◆ **Requests**:
**A.** Repeat, word for word, the stretch of the E-911 mapping article from "BENTON -- A" through "by E-911 officials.".
**B.** Render the rows as a JSON list of strings, one string per line and no blank lines. Cover only the stretch from the first line of the rows through the line containing "0 0 1278 935", including both ends.

◆ **Quoted text**:
- - -
Accurate mapping can be a lifesaver

Wednesday, March 8, 2006

BENTON -- A life or death emergency is no time to find out E-911 doesn't know how to find your house.

County commissioners discussed addressing problems in the county with Joe Burton, Scott County E-911 administrator, during their regular meeting Tuesday.

One of the major problems E-911 dispatchers have is unofficial streets - those that have not been named and addressed by E-911 officials.

"It starts out as a novelty," said Commissioner Jamie Burger. Residents of private lanes put up a "John Deere Lane" sign on their own, for example, because they think it's cute or to help family and friends find their road.

"Next thing you know, everybody calls it John Deere Lane," said Presiding Commissioner Martin Priggel.

This isn't a problem when an emergency call originates from a traditional wire line at the location of the emergency because these calls usually light up the location on the E-911 dispatching map, Burton said.

If the call is placed from elsewhere, however, or from a cellular phone and the caller tries to tell the dispatcher the unofficial street name, "we may not know where you are," Burton said.

More and more county residents are opting to not have wire lines in their homes. If an emergency call is placed using a cell phone, however, "we're not going to see that on the screen," Burton said.

With more people dropping wire lines for wireless services, "that problem's going to keep expanding," he said.
- - -
◆ **Dataset rows**:
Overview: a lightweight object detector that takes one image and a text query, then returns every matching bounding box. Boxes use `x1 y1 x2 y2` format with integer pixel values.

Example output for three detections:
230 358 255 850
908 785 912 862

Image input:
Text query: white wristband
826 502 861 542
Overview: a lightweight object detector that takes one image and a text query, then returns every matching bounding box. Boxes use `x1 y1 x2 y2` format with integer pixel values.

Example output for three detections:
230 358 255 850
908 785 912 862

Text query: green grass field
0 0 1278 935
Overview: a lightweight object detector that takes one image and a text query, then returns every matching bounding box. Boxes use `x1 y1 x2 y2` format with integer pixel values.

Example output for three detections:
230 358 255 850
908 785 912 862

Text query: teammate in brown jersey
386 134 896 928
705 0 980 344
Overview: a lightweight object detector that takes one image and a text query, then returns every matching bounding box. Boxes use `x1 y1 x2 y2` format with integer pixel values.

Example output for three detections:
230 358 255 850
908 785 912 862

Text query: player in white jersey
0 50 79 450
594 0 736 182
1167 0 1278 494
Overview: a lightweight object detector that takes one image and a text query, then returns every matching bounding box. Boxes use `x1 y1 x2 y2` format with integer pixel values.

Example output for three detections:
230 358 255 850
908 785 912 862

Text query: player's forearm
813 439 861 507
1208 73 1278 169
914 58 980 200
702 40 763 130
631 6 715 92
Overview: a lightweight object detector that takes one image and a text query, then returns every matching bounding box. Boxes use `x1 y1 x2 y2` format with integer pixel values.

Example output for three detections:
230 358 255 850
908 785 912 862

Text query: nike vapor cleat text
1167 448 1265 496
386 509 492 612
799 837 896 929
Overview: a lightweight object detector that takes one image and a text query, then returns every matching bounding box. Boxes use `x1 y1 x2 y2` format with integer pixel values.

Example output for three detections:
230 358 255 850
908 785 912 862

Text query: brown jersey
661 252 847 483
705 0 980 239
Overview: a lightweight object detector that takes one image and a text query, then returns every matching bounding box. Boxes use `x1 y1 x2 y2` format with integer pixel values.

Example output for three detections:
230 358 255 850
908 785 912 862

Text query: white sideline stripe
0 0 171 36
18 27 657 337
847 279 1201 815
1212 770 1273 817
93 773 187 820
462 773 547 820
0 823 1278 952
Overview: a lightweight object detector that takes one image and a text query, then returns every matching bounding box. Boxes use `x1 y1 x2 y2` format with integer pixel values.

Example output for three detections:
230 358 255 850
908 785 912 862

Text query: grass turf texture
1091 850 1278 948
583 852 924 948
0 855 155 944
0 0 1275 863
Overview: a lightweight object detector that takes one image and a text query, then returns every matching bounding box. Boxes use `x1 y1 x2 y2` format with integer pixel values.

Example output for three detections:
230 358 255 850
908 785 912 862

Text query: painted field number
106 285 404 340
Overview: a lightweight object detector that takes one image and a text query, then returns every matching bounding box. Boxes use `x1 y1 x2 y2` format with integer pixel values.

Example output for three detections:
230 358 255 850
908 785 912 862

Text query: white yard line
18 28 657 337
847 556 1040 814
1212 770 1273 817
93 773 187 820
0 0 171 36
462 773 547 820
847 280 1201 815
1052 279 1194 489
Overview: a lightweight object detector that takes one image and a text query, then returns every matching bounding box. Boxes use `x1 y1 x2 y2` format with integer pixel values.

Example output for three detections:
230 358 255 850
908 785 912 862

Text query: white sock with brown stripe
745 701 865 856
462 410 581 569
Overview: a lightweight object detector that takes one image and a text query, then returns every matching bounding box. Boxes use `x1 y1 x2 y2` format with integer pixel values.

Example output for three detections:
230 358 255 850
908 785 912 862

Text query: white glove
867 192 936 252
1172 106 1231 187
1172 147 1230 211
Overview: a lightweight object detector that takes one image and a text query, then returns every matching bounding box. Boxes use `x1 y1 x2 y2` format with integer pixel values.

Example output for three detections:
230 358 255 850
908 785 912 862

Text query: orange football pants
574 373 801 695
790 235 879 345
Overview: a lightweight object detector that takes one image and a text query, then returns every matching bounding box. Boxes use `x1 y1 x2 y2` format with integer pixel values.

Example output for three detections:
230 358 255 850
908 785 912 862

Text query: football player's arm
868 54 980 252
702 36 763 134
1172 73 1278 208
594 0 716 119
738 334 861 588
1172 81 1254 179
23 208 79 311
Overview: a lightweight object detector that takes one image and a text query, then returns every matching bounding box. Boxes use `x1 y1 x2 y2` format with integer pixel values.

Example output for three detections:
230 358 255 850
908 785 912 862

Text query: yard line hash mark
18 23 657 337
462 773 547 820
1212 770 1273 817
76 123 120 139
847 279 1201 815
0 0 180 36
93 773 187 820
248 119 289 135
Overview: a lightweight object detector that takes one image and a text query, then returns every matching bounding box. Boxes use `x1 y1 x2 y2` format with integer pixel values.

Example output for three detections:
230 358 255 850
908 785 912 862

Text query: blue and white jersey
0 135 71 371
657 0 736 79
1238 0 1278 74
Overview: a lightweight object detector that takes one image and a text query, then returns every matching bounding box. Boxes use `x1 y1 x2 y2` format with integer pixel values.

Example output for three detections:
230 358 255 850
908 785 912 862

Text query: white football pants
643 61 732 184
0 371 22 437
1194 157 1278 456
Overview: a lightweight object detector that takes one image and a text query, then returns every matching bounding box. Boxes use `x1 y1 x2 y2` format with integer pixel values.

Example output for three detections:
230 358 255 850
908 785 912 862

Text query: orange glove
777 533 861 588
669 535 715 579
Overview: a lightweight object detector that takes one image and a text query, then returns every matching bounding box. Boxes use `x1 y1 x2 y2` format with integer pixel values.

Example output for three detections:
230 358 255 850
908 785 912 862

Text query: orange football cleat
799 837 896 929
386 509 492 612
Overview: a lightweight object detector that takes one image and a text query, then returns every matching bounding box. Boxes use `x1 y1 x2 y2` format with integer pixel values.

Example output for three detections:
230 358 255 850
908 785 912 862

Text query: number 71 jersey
- - -
◆ **Answers below**:
**A.**
BENTON -- A life or death emergency is no time to find out E-911 doesn't know how to find your house.

County commissioners discussed addressing problems in the county with Joe Burton, Scott County E-911 administrator, during their regular meeting Tuesday.

One of the major problems E-911 dispatchers have is unofficial streets - those that have not been named and addressed by E-911 officials.

**B.**
[
  "Overview: a lightweight object detector that takes one image and a text query, then returns every matching bounding box. Boxes use `x1 y1 x2 y2` format with integer pixel values.",
  "Example output for three detections:",
  "230 358 255 850",
  "908 785 912 862",
  "Image input:",
  "Text query: white wristband",
  "826 502 861 542",
  "Overview: a lightweight object detector that takes one image and a text query, then returns every matching bounding box. Boxes use `x1 y1 x2 y2` format with integer pixel values.",
  "Example output for three detections:",
  "230 358 255 850",
  "908 785 912 862",
  "Text query: green grass field",
  "0 0 1278 935"
]